[Location annotation dataset excerpts]

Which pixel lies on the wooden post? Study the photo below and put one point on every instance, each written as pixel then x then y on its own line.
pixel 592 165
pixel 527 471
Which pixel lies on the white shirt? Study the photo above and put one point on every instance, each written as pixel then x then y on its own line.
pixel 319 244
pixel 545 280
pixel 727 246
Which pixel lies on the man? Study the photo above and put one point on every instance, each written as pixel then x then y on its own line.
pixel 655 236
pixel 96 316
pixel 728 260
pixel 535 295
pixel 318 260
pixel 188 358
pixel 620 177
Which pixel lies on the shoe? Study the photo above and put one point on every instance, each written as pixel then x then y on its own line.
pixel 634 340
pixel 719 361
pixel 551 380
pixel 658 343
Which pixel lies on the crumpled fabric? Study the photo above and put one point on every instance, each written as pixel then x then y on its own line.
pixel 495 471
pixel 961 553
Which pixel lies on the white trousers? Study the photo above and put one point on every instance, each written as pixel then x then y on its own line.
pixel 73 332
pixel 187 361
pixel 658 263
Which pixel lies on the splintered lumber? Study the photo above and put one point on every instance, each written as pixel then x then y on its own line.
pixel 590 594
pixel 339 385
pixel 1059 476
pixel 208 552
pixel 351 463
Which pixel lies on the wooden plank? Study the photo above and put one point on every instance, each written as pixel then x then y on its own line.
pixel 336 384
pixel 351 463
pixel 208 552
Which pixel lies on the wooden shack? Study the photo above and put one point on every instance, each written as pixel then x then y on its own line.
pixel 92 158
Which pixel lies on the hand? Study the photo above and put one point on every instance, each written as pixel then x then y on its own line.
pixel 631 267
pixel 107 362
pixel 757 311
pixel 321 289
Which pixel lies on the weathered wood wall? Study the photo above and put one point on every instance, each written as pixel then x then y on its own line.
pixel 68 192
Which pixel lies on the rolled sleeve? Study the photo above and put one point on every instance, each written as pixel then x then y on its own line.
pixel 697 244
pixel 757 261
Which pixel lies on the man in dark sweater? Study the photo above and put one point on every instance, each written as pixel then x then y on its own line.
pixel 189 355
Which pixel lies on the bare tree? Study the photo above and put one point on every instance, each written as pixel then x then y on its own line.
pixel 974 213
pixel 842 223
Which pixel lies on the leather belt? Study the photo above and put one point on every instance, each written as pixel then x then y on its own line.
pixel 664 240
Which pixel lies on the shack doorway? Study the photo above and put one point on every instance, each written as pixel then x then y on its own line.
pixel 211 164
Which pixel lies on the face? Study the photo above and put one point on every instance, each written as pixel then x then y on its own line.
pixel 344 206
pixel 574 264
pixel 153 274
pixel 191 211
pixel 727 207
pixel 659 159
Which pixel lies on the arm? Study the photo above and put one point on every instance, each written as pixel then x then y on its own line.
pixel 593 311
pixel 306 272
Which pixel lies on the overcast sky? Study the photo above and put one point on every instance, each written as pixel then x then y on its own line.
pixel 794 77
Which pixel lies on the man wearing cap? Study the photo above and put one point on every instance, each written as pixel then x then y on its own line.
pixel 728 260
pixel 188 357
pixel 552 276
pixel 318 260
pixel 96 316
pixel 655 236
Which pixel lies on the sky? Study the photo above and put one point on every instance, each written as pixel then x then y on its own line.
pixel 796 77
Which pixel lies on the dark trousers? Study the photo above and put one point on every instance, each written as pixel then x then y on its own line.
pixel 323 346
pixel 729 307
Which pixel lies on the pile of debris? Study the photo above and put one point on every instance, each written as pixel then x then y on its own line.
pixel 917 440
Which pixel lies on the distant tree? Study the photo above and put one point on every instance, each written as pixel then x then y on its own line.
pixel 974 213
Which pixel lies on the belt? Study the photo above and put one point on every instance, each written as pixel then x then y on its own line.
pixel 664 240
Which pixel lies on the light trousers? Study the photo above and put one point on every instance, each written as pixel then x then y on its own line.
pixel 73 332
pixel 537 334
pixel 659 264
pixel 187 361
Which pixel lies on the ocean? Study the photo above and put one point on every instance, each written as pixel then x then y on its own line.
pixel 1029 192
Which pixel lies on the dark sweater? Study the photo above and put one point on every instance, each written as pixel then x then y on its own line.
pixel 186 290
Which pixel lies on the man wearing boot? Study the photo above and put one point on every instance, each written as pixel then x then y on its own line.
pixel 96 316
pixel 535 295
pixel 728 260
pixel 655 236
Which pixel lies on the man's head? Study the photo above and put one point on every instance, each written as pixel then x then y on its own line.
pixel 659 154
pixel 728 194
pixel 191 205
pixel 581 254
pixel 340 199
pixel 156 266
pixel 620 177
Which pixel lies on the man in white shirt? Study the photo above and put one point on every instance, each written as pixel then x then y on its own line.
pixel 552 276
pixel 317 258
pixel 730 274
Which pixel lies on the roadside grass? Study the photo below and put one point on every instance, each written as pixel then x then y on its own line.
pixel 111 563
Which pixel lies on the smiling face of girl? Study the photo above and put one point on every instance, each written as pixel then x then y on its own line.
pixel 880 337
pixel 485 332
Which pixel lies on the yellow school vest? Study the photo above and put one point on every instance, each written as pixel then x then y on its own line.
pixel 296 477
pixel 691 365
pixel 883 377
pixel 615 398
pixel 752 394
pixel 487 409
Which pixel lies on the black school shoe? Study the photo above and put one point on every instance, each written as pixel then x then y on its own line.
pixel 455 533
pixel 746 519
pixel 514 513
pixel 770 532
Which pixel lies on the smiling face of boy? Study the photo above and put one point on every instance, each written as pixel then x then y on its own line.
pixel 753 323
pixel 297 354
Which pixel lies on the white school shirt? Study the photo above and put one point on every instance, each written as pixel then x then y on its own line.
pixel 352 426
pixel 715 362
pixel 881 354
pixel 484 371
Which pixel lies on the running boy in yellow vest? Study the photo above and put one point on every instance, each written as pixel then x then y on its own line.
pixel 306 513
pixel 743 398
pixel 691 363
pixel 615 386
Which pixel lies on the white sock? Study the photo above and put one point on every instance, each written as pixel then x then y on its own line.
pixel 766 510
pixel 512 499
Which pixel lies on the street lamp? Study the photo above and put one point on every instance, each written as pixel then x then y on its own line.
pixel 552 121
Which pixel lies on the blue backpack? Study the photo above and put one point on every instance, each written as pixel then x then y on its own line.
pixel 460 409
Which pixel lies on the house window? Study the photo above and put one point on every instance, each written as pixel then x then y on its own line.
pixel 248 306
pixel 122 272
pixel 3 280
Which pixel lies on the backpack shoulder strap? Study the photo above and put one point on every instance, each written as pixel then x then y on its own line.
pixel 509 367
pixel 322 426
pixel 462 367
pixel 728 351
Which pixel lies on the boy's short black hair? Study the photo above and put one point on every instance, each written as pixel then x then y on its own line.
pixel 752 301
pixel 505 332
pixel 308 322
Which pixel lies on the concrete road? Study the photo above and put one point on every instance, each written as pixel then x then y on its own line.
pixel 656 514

[Short problem] Rewrite every line of the listing above as a numbered list, omitting any blank lines.

[Answer to this task]
1. Which pixel lies on the wooden post? Study the photo below and put one point on every instance, each written as pixel then x then y on its own line.
2. pixel 592 165
3. pixel 527 471
4. Which pixel lies on the white shirt? Study the photo above and put one point on every instance, each written as pixel then x then y on its own line.
5. pixel 319 244
6. pixel 545 280
7. pixel 727 246
8. Which pixel lies on the man? Study the photo above and put one point on every instance, each written as pixel then x then y on its own line.
9. pixel 655 236
10. pixel 96 316
11. pixel 728 260
12. pixel 535 295
13. pixel 318 260
14. pixel 188 358
15. pixel 620 177
16. Which pixel lies on the shoe? Study the photo above and put one point on every instance, each written as pixel then x then y on its own line.
17. pixel 634 340
18. pixel 719 361
19. pixel 551 380
20. pixel 658 343
21. Which pixel lies on the crumpled fabric? Study the photo above and put one point on every instance, each written as pixel then x then y on its own line.
22. pixel 495 471
23. pixel 961 553
24. Which pixel lies on the white trousers? Study the photo above and put one point on every instance, each written as pixel then x then y on its own line.
25. pixel 73 332
26. pixel 187 361
27. pixel 658 263
28. Which pixel lies on the splintered lumber? Study the photo above and put one point on every instance, each written as pixel then x then y on its own line.
29. pixel 590 594
30. pixel 339 385
31. pixel 1059 476
32. pixel 208 552
33. pixel 351 463
34. Which pixel lies on the wooden plank? Study the photo above and put one point on every instance, each written as pixel then x then y on its own line.
35. pixel 336 384
36. pixel 351 463
37. pixel 208 552
38. Which pixel lies on the wooden shack? Study the photo above and put one point on every instance, each written as pixel then x then y on its own line.
39. pixel 92 158
40. Which pixel lies on the hand? Study the photo above and put one point on every instance, each written as pixel then x then y on its own line.
41. pixel 631 267
42. pixel 107 362
43. pixel 757 311
44. pixel 321 289
45. Which pixel lies on the weathered wood wall? Study the photo above and put one point on every instance, each written as pixel then x then y on its own line.
46. pixel 68 192
47. Which pixel lies on the rolled sleeve? Study the photo above and put one point on every instance, each written as pixel then x then y on its own line.
48. pixel 697 244
49. pixel 757 261
50. Which pixel lies on the man in dark sweater? Study the photo above and put one point on every instance, each written as pixel then x then y on its own line.
51. pixel 189 355
52. Which pixel lies on the bare tree? Study the photo above and put one point on every instance, each written as pixel then x then y on its own line.
53. pixel 974 213
54. pixel 842 223
55. Which pixel lies on the leather belt? Study the photo above and put one point on every instance, each written as pixel then x then y on its own line.
56. pixel 664 240
57. Which pixel lies on the shack doorway? Study the photo above and put one point on every instance, each written as pixel then x then y on its own line.
58. pixel 211 164
59. Which pixel lies on the face? Study the photo above and put one point on every instance, each written as pixel then x then y on its own line.
60. pixel 344 206
61. pixel 574 264
62. pixel 153 274
63. pixel 191 211
64. pixel 727 207
65. pixel 659 159
66. Which pixel lies on the arm? Study the photo above and put one point on every instance, each written as pixel then x then y on its own line.
67. pixel 593 311
68. pixel 306 272
69. Which pixel lies on the overcast sky? Study the photo above and put one point on every instance, each written as pixel then x then y on its own line.
70. pixel 794 77
71. Which pixel lies on the man wearing cap? Study the photo above and put one point on every instance, each written as pixel then x then y on its own line.
72. pixel 728 260
73. pixel 188 357
74. pixel 552 276
75. pixel 318 260
76. pixel 96 316
77. pixel 655 236
78. Which pixel lies on the sky? Study the photo above and put one point on every instance, each written as pixel then x then y on its own line.
79. pixel 796 77
80. Which pixel lies on the dark trousers? Study the photo above and put one point on every instance, each written as pixel then x then y on its own line.
81. pixel 323 346
82. pixel 729 307
83. Which pixel lies on the pile of debris? Study the photo above and put one point on every instance, each written as pixel then x then y on its own line.
84. pixel 917 440
85. Which pixel lies on the distant tree? Study the photo above and put one point on every instance, each written as pixel then x then y on its own line.
86. pixel 974 213
87. Which pixel lies on the belt? Study the photo above and put one point on every instance, each written as pixel then x then y on its own line.
88. pixel 664 240
89. Which pixel lies on the light trousers? Study the photo above and put one point on every instance, each written as pixel then x then y on its own line.
90. pixel 73 332
91. pixel 537 334
92. pixel 659 264
93. pixel 187 361
94. Which pixel lies on the ocean? Study the photo above and put one point on every instance, each written as pixel then x then y on its own line.
95. pixel 1029 192
96. Which pixel lies on the dark sweater? Study the photo above and put one point on every instance, each written as pixel then x then y on its own line.
97. pixel 186 290
98. Which pixel lies on the man wearing boot? Study the photo above and put one point on every instance, each written as pixel then x then y on its own line.
99. pixel 96 316
100. pixel 535 295
101. pixel 728 260
102. pixel 655 236
103. Which pixel lies on the man's head? Study the photo above and put one point on every instance, each written as pixel then x then y on its own line.
104. pixel 659 154
105. pixel 728 194
106. pixel 191 205
107. pixel 581 254
108. pixel 340 199
109. pixel 156 266
110. pixel 620 177
111. Which pixel lies on the man in white shirt? Study the photo above and put one point on every instance, each written as pixel then x then y on its own line.
112. pixel 552 276
113. pixel 317 258
114. pixel 730 274
115. Which pixel lies on the roadside grass? Study the photo below and put one point on every instance, each written as pixel then x then y on its own line.
116. pixel 111 563
117. Which pixel lies on the smiling face of girl? Study the photo above and put one point on every instance, each written as pixel then x then y on its own line.
118. pixel 880 337
119. pixel 485 332
120. Which pixel lies on the yellow school vest? Study the photo above and put one point on every instance, each written as pixel then x then y on its own line.
121. pixel 296 477
122. pixel 691 365
123. pixel 883 377
124. pixel 615 398
125. pixel 752 394
126. pixel 487 409
127. Which pixel lies on the black school shoe? Study the photo above and put one point on every instance, each written as pixel then x then y on its own line.
128. pixel 455 533
129. pixel 746 519
130. pixel 514 513
131. pixel 770 532
132. Which pixel lies on the smiling face of boy? Study the photo above and put one point on every instance, each written as pixel then x then y on its own line.
133. pixel 753 323
134. pixel 297 354
135. Which pixel lies on the white school shirt? Study the photo above and put one point on every instance, each written as pixel then x then y on its own line.
136. pixel 352 426
137. pixel 715 362
138. pixel 881 354
139. pixel 484 371
140. Which pixel lies on the running boy in yellow vest? Study the photo above and put one point on every instance, each written as pixel then x then y on its own line.
141. pixel 306 513
142. pixel 743 398
143. pixel 691 363
144. pixel 615 386
145. Which pixel lies on the white sock? Study the photo above and put one point on every instance, each written as pixel then x then y on its own line.
146. pixel 766 510
147. pixel 512 499
148. Which pixel lies on the street lamp? Study the photo above and put one point on every instance, each written as pixel then x then y on its own line.
149. pixel 552 121
150. Which pixel lies on the blue backpack? Study the photo above and put one point on every instance, each written as pixel then x then y on its own line.
151. pixel 460 409
152. Which pixel lies on the house window? Study the photo above and put one point on every instance, each written as pixel then x then y on its own line.
153. pixel 248 306
154. pixel 122 272
155. pixel 3 280
156. Which pixel lies on the backpack shoulder strap? Study the photo above and put one point on every instance, each written as pixel then x then y on its own line.
157. pixel 509 367
158. pixel 322 426
159. pixel 462 367
160. pixel 728 351
161. Which pixel lies on the boy's short black hair? Study the photo above and put one point on every instance, each written as pixel then x then y on its own line.
162. pixel 752 301
163. pixel 505 332
164. pixel 308 322
165. Which pixel lies on the concrete road? Study the photo above and put one point on every instance, each written as pixel then x then y on its own line.
166. pixel 656 514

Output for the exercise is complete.